QUOTED PASSAGE ▸
# # # # # # #

Package 'flowcluster' reference manual

Title:	Cluster Origin-Destination Flow Data
Description:	Provides functionality for clustering origin-destination (OD) pairs, representing desire lines (or flows). This includes creating distance matrices between OD pairs and passing distance matrices to a clustering algorithm. See the academic paper Tao and Thill (2016) <doi:10.1111/gean.12100> for more details on spatial clustering of flows. See the paper on delineating demand-responsive operating areas by Mahfouz et al. (2025) <doi:10.1016/j.urbmob.2025.100135> for an example of how this package can be used to cluster flows for applied transportation research.
Authors:	Hussein Mahfouz [aut, cre] (ORCID: <https://orcid.org/0000-0003-1706-7802>), Robin Lovelace [aut] (ORCID: <https://orcid.org/0000-0001-5679-6536>)

# # # # # # #

WHAT YOU NEED TO DO ▸
• a. Answer these questions from the flowcluster reference manual:
(i) What does the package cluster, according to its description?
(ii) Which paper does the manual cite for more details on spatial clustering of flows?
(iii) Who are the two people named under Authors?
• b. List every identifier that the flowcluster reference manual encloses in angle brackets.
• c. Pick up the flowcluster reference manual after its Authors line and write the next part.
The listing that comes next is separate material and has no connection to the flowcluster reference manual.

DATA ▸
# # # # # # #

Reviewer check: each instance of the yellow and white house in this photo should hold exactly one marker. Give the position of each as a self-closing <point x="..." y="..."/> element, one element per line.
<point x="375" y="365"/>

# # # # # # #

RESULTS OF THE EXERCISE ▸
• a.
(i) Origin-destination (OD) pairs, representing desire lines (or flows).
(ii) Tao and Thill (2016).
(iii) Hussein Mahfouz and Robin Lovelace.

• b.
doi:10.1111/gean.12100
doi:10.1016/j.urbmob.2025.100135
https://orcid.org/0000-0003-1706-7802
https://orcid.org/0000-0001-5679-6536

• c.
Maintainer:	Hussein Mahfouz <[email protected]>
License:	MIT + file LICENSE
Version:	0.2.1.9000
Built:	2026-05-19 08:28:01 UTC
Source:	https://github.com/hussein-mahfouz/flowcluster

Add Length Column to Flow Data

Description

Also checks that 'origin' and 'destination' columns are present.

Usage

add_flow_length(x)
add_flow_length(x)

Arguments

x

sf object of flows (LINESTRING, projected CRS)

Value

sf object with an additional length_m column (od length in meters)

Examples

flows <- sf::st_transform(flows_leeds, 3857)
flows <- add_flow_length(flows)
flows <- sf::st_transform(flows_leeds, 3857)
flows <- add_flow_length(flows)

Add Start/End Coordinates & Flow IDs

Description

Add Start/End Coordinates & Flow IDs

Usage

add_xyuv(x)
add_xyuv(x)

Arguments

x

sf object of flows

Value

tibble with x, y, u, v, flow_ID columns

Examples

flows <- sf::st_transform(flows_leeds, 3857)
flows <- add_flow_length(flows)
flows <- add_xyuv(flows)
flows <- sf::st_transform(flows_leeds, 3857)
flows <- add_flow_length(flows)
flows <- add_xyuv(flows)

Aggregate clustered OD flows into representative lines

Description

This function aggregates flows within clusters and creates a single representative line for each cluster. The start and end coordinates are computed as weighted averages (weighted by flow counts or another variable), or simple means if no weights are provided. Each cluster is represented by one LINESTRING.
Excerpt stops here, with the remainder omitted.